Study text:
This post was verified on 2026-07-11 against Anthropic’s official documentation: context management announcement, context editing docs, memory tool docs, and effective context engineering. Beta headers, parameter defaults, model support, and eval numbers are quoted from those pages; API features and betas change often, so the live docs win. This is the first post in a series on context engineering — next: when to summarize an agent’s history with compaction, and when it backfires. See our methodology for how we verify.
Frequently asked questions
What is context editing in the Claude API?
Context editing is a server-side feature (beta header context-management-2025-06-27) that automatically clears stale tool calls and results from the context window once your input crosses a token threshold. The clear_tool_uses_20250919 strategy removes the oldest tool results in chronological order, keeps the most recent few, and replaces each cleared result with a short placeholder so Claude knows something was removed. It lets long agentic runs continue instead of dying from context exhaustion.
How much can context editing actually save?
In Anthropic's own 100-turn web-search evaluation, context editing cut token consumption by 84% and enabled workflows that would otherwise fail. On their internal agentic-search eval, context editing alone improved task performance by 29%, and combined with the memory tool by 39%. But 84% is a best case for a long, tool-heavy run. A short agent that never accumulates much history will save little — and can even lose money to cache churn (see the caching section).
Does context editing break prompt caching?
Yes, partially — and this is the part most guides skip. Clearing tool results invalidates the cached prompt prefix below the clear point, so you pay a cache-write cost the turn a clear happens. Anthropic's docs are explicit: "You'll incur cache write costs each time content is cleared, but subsequent requests can reuse the newly cached prefix." The clear_at_least parameter exists to make sure each clear frees enough tokens to be worth that re-write. See the prompt-caching cost math for how the write/read multipliers work.

Information given:

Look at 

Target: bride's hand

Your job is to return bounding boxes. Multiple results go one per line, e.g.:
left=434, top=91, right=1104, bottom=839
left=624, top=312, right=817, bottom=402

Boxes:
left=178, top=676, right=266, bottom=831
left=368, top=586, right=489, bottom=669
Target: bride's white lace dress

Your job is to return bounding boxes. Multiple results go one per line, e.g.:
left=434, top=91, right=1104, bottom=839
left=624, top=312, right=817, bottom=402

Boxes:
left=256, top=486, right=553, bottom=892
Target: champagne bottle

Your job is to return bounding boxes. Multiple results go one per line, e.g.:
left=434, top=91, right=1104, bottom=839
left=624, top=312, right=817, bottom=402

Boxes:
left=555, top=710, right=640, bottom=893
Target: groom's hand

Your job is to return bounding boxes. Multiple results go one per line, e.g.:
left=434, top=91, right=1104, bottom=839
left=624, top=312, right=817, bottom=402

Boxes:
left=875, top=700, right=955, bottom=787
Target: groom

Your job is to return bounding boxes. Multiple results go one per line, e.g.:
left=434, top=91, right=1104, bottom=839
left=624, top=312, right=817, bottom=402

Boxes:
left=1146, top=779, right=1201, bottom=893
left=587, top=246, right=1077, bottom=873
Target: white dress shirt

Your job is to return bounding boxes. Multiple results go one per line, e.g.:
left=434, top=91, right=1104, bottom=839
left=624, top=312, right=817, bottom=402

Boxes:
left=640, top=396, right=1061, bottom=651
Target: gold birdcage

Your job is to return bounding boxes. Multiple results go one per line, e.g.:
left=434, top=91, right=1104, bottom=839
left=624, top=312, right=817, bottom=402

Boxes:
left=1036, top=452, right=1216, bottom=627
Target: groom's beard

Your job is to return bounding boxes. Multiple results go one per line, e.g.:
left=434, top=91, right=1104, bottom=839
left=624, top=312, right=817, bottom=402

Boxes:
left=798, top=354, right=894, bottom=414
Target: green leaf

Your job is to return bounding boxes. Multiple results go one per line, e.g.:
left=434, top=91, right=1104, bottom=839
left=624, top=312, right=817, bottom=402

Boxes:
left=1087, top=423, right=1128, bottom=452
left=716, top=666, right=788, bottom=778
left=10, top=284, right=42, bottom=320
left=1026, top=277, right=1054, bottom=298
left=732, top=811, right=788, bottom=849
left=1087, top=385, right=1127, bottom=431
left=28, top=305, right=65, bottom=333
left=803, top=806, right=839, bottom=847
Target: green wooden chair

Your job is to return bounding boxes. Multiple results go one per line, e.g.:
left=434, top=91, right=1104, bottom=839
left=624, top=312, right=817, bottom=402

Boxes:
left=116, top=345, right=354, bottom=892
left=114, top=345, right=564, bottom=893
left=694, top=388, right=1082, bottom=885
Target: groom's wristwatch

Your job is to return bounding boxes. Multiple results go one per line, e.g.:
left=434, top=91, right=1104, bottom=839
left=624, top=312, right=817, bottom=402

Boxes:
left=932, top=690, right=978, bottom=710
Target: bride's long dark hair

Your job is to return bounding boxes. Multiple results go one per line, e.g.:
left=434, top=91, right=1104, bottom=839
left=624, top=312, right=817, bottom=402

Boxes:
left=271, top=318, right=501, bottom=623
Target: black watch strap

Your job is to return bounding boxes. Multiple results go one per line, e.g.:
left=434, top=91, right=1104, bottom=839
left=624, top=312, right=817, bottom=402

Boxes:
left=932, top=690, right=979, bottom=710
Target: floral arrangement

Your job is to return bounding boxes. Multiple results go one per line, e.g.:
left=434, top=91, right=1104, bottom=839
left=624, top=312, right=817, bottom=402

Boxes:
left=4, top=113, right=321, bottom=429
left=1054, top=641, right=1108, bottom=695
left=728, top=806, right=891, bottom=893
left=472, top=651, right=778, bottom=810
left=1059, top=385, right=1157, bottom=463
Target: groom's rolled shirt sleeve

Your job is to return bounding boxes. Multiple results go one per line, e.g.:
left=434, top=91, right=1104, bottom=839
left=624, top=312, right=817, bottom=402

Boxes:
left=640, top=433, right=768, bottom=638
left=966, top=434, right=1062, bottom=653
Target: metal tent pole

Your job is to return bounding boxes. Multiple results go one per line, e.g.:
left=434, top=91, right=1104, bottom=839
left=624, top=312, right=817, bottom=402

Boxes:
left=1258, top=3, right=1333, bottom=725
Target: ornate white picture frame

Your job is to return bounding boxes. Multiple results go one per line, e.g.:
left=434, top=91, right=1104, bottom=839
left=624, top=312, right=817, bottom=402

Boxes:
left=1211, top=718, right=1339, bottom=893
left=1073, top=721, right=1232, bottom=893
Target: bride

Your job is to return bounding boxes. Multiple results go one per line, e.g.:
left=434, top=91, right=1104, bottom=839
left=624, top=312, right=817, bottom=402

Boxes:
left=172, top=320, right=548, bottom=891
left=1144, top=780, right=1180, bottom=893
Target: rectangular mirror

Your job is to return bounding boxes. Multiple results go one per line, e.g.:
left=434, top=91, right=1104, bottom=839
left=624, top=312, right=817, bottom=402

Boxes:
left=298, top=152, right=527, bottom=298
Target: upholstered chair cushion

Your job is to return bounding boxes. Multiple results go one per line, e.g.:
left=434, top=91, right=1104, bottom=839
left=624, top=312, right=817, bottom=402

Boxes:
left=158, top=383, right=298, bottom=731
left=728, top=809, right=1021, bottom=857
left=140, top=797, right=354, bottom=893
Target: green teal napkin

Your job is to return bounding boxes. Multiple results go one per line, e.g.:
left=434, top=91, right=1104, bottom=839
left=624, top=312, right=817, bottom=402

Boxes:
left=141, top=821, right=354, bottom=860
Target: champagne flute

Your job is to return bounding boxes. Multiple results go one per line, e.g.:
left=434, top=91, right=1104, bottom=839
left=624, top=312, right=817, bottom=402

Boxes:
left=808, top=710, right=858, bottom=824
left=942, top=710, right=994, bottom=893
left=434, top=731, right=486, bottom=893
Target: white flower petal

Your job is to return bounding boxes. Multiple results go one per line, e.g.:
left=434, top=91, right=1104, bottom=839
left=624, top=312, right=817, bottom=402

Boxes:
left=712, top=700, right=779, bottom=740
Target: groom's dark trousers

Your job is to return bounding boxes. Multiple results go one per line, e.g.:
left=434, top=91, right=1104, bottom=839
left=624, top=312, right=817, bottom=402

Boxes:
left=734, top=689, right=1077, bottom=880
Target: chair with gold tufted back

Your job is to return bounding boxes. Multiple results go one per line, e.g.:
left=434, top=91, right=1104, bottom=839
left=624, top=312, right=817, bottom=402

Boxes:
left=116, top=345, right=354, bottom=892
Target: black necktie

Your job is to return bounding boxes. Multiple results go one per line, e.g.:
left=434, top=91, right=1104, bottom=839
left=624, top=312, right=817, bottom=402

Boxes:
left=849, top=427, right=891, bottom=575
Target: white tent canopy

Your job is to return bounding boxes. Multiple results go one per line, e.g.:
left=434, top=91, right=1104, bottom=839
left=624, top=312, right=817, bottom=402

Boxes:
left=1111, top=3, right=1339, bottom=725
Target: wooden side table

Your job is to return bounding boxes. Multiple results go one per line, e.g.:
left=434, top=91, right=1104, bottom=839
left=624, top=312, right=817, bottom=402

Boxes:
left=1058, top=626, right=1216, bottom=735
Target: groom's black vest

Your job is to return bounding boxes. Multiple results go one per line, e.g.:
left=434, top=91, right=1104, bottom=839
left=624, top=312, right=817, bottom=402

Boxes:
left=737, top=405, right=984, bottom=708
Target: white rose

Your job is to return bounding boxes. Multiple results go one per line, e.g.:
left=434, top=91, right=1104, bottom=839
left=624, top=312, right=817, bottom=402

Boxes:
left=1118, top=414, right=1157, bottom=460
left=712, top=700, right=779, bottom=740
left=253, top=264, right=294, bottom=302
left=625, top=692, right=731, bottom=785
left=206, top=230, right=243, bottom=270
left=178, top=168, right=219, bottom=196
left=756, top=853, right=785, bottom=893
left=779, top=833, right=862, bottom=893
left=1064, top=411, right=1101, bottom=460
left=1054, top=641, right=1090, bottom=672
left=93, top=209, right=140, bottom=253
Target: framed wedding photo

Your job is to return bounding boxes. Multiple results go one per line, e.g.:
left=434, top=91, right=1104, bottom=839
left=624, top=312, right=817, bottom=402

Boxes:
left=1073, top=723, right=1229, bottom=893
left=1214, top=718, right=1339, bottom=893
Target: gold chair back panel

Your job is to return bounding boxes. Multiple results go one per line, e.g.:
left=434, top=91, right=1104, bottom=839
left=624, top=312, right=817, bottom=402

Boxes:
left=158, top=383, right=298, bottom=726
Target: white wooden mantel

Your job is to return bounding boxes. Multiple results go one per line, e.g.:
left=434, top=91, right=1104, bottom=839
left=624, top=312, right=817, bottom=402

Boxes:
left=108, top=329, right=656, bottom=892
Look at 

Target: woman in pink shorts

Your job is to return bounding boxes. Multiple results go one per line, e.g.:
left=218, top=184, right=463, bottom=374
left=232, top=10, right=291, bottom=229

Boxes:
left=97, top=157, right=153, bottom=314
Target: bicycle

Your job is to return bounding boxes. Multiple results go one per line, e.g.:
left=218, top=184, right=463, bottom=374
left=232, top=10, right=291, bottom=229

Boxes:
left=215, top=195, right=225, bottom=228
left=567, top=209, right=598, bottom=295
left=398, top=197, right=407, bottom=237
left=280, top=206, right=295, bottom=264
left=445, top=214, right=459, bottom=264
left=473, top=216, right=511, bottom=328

Task 1: In the context editing text, by how much did context editing cut token consumption in Anthropic's 100-turn web-search evaluation?
Task 2: From the context editing text, output the passage that begins at the words "In Anthropic's own" and stops after "the caching section).".
Task 3: Can you summarize the context editing text in two sentences?

Answer area 1: 84%

Answer area 2:
In Anthropic's own 100-turn web-search evaluation, context editing cut token consumption by 84% and enabled workflows that would otherwise fail. On their internal agentic-search eval, context editing alone improved task performance by 29%, and combined with the memory tool by 39%. But 84% is a best case for a long, tool-heavy run. A short agent that never accumulates much history will save little — and can even lose money to cache churn (see the caching section).

Answer area 3: Context editing is a server-side Claude API feature that automatically clears stale tool calls and results from the context window once input crosses a token threshold, letting long agentic runs continue. It cut token consumption by 84% in Anthropic's 100-turn web-search evaluation, but short agents save little, and clearing tool results partially breaks prompt caching by incurring a cache-write cost each time content is cleared.